◆ **Written instruction**: Write out, word for word, the part of the records below that starts with the line containing "Category: stacked stone masonry" and runs through the end of the records.

-- Material supplied start --

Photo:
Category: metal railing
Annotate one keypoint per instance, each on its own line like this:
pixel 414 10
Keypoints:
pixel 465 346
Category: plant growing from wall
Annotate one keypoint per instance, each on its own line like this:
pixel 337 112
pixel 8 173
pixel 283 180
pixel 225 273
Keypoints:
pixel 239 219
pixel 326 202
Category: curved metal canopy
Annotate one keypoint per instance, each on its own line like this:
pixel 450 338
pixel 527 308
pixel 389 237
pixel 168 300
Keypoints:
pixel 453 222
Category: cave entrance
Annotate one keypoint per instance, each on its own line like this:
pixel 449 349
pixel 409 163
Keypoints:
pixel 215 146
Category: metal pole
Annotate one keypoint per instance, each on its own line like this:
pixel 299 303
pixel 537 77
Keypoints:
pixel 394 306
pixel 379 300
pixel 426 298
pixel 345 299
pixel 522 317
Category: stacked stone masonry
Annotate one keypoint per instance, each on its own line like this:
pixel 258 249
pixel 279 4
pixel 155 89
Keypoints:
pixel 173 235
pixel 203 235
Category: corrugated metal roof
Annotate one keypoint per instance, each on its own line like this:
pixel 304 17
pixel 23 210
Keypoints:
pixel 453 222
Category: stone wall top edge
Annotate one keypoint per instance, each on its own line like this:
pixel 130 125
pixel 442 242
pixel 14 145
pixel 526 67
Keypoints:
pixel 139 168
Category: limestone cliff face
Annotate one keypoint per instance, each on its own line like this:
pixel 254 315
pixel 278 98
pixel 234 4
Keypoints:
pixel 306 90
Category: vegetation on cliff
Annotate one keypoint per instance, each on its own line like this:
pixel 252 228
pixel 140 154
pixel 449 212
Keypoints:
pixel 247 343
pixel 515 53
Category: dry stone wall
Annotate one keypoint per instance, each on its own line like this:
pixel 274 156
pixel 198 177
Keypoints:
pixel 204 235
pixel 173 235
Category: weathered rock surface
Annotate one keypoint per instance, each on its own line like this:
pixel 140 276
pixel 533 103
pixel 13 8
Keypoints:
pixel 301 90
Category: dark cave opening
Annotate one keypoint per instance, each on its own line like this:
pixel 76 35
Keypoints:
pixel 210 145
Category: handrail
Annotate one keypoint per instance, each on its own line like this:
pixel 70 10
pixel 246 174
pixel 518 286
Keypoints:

-- Material supplied end --

◆ **Problem solution**:
Category: stacked stone masonry
Annotate one keypoint per instance, each on its own line like this:
pixel 258 249
pixel 279 4
pixel 155 89
Keypoints:
pixel 173 235
pixel 203 235
Category: corrugated metal roof
Annotate one keypoint per instance, each on its own line like this:
pixel 304 17
pixel 23 210
Keypoints:
pixel 453 222
Category: stone wall top edge
Annotate one keypoint per instance, each on its own line like this:
pixel 130 125
pixel 442 242
pixel 14 145
pixel 526 67
Keypoints:
pixel 139 168
Category: limestone cliff face
Annotate one keypoint per instance, each on its own line like this:
pixel 254 315
pixel 278 98
pixel 234 4
Keypoints:
pixel 306 90
Category: vegetation on cliff
Annotate one keypoint per instance, each on its own line like this:
pixel 252 228
pixel 140 154
pixel 449 212
Keypoints:
pixel 247 343
pixel 515 53
Category: dry stone wall
Annotate one keypoint per instance, each on its own line like this:
pixel 274 156
pixel 198 177
Keypoints:
pixel 204 235
pixel 173 235
Category: weathered rock surface
Annotate one keypoint per instance, each on its own line like this:
pixel 140 276
pixel 533 103
pixel 13 8
Keypoints:
pixel 301 90
Category: dark cave opening
Annotate one keypoint per instance, each on its own line like this:
pixel 76 35
Keypoints:
pixel 210 145
Category: handrail
Annotate one keypoint per instance, each on its own line like this:
pixel 70 10
pixel 246 174
pixel 518 286
Keypoints:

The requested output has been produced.